It’s 11 am on a Tuesday, and you just got word from one of your greenhouse managers that several batches of romaine have tested positive for E. coli. What do you do? Likely, you panic.
The clock is ticking as you scramble to answer questions. How many batches are contaminated? How many of those batches are still at your facility? How many batches are on their way to retailers or already in the hands of customers? What’s the source of the contamination? How many of your crops are vulnerable to cross-contamination? When was the last clean test conducted in the contaminated zone? Who conducted the test? Who reported it? What testing needs to be carried out to check the health of the rest of your crops? How much time and money will that cost your operations? What are the first steps you need to take to recall any of your tainted products?
It’s a reality far too many farmers face.
No matter how tight your production or streamlined your operations may be, every produce farm is vulnerable to food safety incidents — especially indoor farms. A controlled environment does not automatically eliminate climate changes, pest infestations, and contamination. In fact, according to food safety veteran consultant Sarah Taber, “if you mess up indoors, everything is magnified.”
“As a consultant, a lot of my time is spent grief counseling people over the loss of the innocence they had when they thought that food safety wasn’t a problem [indoors]. When you’re outside you have air circulation and sunlight that can brush back some of your mistakes. Temperature and humidity can get out of control indoors in a way it can’t outdoors and that can grow bacteria.”

Saved entries
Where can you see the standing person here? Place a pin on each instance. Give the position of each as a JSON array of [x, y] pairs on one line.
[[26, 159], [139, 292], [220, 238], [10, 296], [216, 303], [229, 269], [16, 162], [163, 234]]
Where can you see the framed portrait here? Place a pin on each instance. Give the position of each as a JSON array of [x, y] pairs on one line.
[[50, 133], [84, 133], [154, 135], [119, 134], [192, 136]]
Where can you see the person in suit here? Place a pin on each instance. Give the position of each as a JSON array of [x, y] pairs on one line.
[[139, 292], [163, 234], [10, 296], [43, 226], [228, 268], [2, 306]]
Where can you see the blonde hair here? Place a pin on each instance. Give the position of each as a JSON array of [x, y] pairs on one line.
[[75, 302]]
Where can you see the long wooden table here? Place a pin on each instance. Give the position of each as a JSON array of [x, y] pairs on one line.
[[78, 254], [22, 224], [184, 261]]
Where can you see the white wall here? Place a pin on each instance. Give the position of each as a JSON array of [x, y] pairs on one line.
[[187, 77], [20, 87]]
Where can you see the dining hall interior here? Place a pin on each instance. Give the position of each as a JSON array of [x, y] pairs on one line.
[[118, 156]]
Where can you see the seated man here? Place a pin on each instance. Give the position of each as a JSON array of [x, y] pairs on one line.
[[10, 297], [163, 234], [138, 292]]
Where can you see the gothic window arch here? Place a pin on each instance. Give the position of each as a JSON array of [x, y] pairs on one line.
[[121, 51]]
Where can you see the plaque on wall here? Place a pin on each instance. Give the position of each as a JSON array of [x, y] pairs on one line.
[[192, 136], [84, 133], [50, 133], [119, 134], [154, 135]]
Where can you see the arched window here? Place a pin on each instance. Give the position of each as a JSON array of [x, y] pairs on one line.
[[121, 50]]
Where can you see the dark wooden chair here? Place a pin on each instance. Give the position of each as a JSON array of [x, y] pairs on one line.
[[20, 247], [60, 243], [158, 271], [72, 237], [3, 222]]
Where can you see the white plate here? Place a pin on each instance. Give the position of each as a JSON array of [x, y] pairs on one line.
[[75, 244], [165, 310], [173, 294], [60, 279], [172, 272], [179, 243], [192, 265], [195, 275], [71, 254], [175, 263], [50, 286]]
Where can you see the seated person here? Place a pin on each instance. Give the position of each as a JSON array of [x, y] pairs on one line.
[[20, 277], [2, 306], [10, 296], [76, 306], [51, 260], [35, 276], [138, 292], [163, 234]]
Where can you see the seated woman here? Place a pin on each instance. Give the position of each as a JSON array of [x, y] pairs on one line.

What to do »
According to the food safety text, what can brush back some of a grower's mistakes when farming outside? Rely only on the food safety text to respond.

Worked solution »
Air circulation and sunlight.